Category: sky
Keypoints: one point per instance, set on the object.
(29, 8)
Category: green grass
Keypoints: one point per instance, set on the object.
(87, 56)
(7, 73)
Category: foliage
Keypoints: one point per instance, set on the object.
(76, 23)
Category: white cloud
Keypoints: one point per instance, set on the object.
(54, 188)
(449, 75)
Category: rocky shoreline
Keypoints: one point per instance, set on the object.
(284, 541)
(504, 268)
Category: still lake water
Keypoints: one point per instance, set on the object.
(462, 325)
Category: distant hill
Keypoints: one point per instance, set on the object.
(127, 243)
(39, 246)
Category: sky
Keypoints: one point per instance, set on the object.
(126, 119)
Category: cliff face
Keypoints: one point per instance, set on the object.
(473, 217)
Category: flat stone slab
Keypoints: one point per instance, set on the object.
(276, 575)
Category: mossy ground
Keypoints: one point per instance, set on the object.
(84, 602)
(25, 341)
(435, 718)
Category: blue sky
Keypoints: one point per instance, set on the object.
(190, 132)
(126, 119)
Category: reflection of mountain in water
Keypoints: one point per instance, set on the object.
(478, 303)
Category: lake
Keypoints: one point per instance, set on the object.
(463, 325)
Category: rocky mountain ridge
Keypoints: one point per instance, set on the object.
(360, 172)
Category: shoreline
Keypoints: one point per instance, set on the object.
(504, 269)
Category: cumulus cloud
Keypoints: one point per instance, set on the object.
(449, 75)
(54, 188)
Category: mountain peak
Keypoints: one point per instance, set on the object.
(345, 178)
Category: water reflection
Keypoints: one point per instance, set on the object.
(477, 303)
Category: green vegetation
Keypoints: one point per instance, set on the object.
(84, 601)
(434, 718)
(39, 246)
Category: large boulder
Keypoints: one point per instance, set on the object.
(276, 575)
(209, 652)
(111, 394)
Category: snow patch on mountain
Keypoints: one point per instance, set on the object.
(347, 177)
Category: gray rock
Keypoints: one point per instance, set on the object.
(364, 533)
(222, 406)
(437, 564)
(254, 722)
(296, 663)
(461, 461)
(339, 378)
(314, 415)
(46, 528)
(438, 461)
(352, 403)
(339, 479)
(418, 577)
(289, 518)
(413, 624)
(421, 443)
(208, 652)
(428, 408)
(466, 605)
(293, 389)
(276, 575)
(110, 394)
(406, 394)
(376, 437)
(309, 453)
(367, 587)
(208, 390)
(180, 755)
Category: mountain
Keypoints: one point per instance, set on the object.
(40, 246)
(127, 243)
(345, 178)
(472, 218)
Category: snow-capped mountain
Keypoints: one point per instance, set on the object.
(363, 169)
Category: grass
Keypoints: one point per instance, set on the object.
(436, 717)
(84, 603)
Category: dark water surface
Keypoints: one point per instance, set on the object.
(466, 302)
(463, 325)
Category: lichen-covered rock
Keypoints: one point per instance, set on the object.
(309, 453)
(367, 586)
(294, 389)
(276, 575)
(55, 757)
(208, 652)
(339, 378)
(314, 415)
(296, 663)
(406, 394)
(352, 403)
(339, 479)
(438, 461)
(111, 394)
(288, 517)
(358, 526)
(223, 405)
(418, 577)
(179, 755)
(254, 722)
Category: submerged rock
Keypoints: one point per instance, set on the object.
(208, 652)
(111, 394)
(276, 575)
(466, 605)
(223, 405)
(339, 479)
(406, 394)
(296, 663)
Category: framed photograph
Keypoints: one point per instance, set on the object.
○ ○ ○ ○ ○
→ **HOW TO COMPLETE THIS TASK**
Write the records out in full, exactly as they read above.

→ **RESULT**
Category: sky
Keypoints: one point per instance, set on the object.
(29, 8)
Category: green grass
Keypoints: one point per instance, set on the object.
(87, 56)
(7, 73)
Category: foliage
Keypoints: one point per instance, set on the object.
(76, 23)
Category: white cloud
Keypoints: one point per instance, set on the object.
(54, 188)
(449, 75)
Category: rocky shoreline
Keypoints: one point per instance, set on the object.
(284, 541)
(504, 268)
Category: still lake water
Keypoints: one point per instance, set on the object.
(462, 325)
Category: distant hill
Keypoints: one point per instance, set on the object.
(127, 243)
(39, 246)
Category: sky
Keypoints: one point per instance, set on the object.
(126, 119)
Category: cliff face
Keypoints: one point per instance, set on the object.
(473, 217)
Category: flat stone slab
Keypoints: one point per instance, set on the object.
(276, 575)
Category: mossy ground
Keypoints: one point per instance, set on the object.
(84, 602)
(25, 341)
(435, 718)
Category: blue sky
Keypoints: one point per instance, set on the object.
(190, 132)
(126, 119)
Category: reflection of mountain in water
Keypoints: one point per instance, set on the object.
(478, 303)
Category: lake
Keypoints: one point per instance, set on the object.
(463, 325)
Category: rocky mountain ridge
Keypoints: one point per instance, set on the object.
(360, 172)
Category: shoreline
Keypoints: one point per instance, set on the object.
(504, 269)
Category: cumulus cloud
Keypoints: one point per instance, set on the object.
(449, 75)
(54, 188)
Category: mountain peak
Keypoints: one point per instance, set on the object.
(345, 178)
Category: water reflection
Keypoints: one point per instance, set on the object.
(477, 303)
Category: green vegetation
Keypoints: one point per instance, set on the object.
(84, 601)
(434, 718)
(39, 246)
Category: large boulder
Keypoints: one point per instance, set on the object.
(276, 575)
(209, 652)
(111, 394)
Category: snow patch on mountain
Keypoints: one point per instance, set on the object.
(347, 177)
Category: gray rock
Keypoints: one point per instance, set on the object.
(364, 533)
(222, 406)
(437, 564)
(254, 722)
(296, 663)
(461, 461)
(339, 378)
(314, 415)
(46, 528)
(438, 461)
(352, 403)
(339, 479)
(418, 577)
(289, 518)
(413, 624)
(421, 443)
(208, 652)
(428, 408)
(466, 605)
(293, 389)
(276, 575)
(110, 394)
(406, 394)
(376, 437)
(309, 453)
(367, 587)
(208, 390)
(180, 755)
Category: mountain
Keypoints: one point per instance, set on the object.
(40, 246)
(127, 243)
(345, 178)
(472, 218)
Category: snow-capped mountain
Keypoints: one point per instance, set on the object.
(363, 169)
Category: grass
Keypoints: one point per instance, set on the object.
(436, 717)
(84, 603)
Category: dark water surface
Keypoints: one point per instance, set on the object.
(466, 302)
(463, 325)
Category: lichen-covered rock
Keypoints: one point per instance, set on the object.
(309, 453)
(367, 586)
(294, 389)
(276, 575)
(55, 757)
(208, 652)
(339, 378)
(314, 415)
(296, 663)
(406, 394)
(352, 403)
(339, 479)
(438, 461)
(111, 394)
(288, 517)
(358, 526)
(223, 405)
(418, 577)
(179, 755)
(254, 722)
Category: submerged rock
Keypoints: one point per instance, set on the object.
(208, 652)
(111, 394)
(276, 575)
(466, 605)
(223, 405)
(339, 479)
(406, 394)
(296, 663)
Category: framed photograph
Keypoints: one point per instance, set on the object.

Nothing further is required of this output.